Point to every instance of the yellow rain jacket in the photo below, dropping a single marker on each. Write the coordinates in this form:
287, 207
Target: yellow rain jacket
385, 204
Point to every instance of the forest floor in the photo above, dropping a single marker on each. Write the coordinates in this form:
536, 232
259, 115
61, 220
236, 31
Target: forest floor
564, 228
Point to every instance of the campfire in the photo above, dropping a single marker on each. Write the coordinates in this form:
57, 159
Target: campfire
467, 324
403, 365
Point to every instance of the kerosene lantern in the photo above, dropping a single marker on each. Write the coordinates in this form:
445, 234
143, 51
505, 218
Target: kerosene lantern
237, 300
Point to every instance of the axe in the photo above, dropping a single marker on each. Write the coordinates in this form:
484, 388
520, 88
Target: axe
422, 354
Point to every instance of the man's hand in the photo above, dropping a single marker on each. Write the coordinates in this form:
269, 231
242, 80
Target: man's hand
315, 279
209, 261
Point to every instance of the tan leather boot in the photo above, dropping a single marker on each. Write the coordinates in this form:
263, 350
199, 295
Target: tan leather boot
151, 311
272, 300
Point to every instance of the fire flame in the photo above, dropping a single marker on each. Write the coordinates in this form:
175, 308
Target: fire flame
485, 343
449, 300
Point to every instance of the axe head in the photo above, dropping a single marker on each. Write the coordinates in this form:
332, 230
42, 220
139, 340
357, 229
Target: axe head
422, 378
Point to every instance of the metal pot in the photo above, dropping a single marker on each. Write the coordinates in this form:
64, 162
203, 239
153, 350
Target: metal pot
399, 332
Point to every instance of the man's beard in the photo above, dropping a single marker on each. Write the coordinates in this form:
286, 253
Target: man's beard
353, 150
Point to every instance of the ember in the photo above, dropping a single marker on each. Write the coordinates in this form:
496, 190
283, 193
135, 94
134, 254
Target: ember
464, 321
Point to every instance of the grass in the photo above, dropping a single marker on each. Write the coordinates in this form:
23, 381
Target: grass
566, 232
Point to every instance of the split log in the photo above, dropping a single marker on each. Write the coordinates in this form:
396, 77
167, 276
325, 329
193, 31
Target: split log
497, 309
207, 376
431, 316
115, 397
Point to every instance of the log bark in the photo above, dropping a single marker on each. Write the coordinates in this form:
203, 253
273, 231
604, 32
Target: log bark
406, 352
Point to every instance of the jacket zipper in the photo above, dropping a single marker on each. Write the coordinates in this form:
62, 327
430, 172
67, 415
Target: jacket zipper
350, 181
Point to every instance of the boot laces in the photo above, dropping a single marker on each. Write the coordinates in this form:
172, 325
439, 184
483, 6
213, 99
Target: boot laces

*-*-*

* TASK PROMPT
Send back exactly the lines from the line with "Point to every instance of the axe head" through the end of the records.

* ANSWER IN FULL
Point to every instance of the axe head in the photo above, dropping a single marker on each. Write the coordinates in this form:
332, 230
42, 220
139, 340
357, 229
Target: axe head
422, 378
Point to every instance of the metal pot in the photo above, dropping a single marker on each. Write the coordinates in this form:
64, 162
203, 239
153, 350
Target: metal pot
399, 332
Point to every instance of the man's beard in the photo above, dropping a single marker on each. Write the coordinates in this form:
286, 253
Target: man's beard
353, 150
Point to every instance of the ember in the photo above, dropping a single marker on each. Write the coordinates in this form:
496, 190
283, 193
135, 94
134, 254
Target: ember
464, 321
Point to every instance of the grass in the photo above, dropping a single marker on each. Write the coordinates in this form:
23, 381
Target: grass
566, 232
Point to every instance of the split log in the photo above, dropping a single marker on each. Write the coordinates in this form:
396, 77
167, 276
325, 329
193, 31
Target: split log
497, 309
207, 376
431, 316
115, 397
Point to every instance of the log bark in the photo above, dropping a single marker on each. Write the coordinates in this form:
203, 253
273, 231
604, 32
Target: log bark
406, 352
Point to every instance of the jacket zipper in the photo above, dropping a single marker on each. Write the coordinates in this form:
62, 327
430, 172
67, 415
Target: jacket zipper
350, 181
Point to every instance of the boot laces in the photo above, dropping a single marker on each. Write the coordinates in this form:
172, 325
439, 184
483, 6
213, 99
Target: boot laces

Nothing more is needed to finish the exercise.